Given data:
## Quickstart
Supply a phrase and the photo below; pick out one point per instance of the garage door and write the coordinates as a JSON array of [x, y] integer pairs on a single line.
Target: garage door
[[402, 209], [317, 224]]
--
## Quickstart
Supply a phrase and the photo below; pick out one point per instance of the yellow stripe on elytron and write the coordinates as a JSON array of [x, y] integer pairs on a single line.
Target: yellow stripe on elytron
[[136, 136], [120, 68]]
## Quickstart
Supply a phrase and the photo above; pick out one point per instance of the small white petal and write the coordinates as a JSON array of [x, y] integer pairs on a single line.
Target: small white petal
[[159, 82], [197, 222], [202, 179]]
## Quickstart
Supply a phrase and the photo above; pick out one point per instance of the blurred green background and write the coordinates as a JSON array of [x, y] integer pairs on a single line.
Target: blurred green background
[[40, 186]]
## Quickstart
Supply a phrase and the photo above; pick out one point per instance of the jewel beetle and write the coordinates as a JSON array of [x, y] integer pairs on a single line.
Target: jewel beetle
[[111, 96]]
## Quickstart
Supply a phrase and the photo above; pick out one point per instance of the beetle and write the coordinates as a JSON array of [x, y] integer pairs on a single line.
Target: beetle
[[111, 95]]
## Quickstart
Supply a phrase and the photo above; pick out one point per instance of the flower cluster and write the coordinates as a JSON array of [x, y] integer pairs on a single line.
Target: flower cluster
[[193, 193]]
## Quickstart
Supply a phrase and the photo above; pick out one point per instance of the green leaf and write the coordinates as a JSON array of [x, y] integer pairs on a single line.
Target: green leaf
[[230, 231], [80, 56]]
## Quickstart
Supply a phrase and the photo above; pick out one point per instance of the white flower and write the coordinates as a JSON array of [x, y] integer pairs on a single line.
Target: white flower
* * *
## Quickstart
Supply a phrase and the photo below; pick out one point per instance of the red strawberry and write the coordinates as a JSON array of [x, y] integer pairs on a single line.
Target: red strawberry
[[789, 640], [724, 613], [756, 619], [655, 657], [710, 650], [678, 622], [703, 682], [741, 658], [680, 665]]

Written problem: How many lines in the records above contain the string "leaf"? Case counts, and the answer should be only the number.

Written reply: 2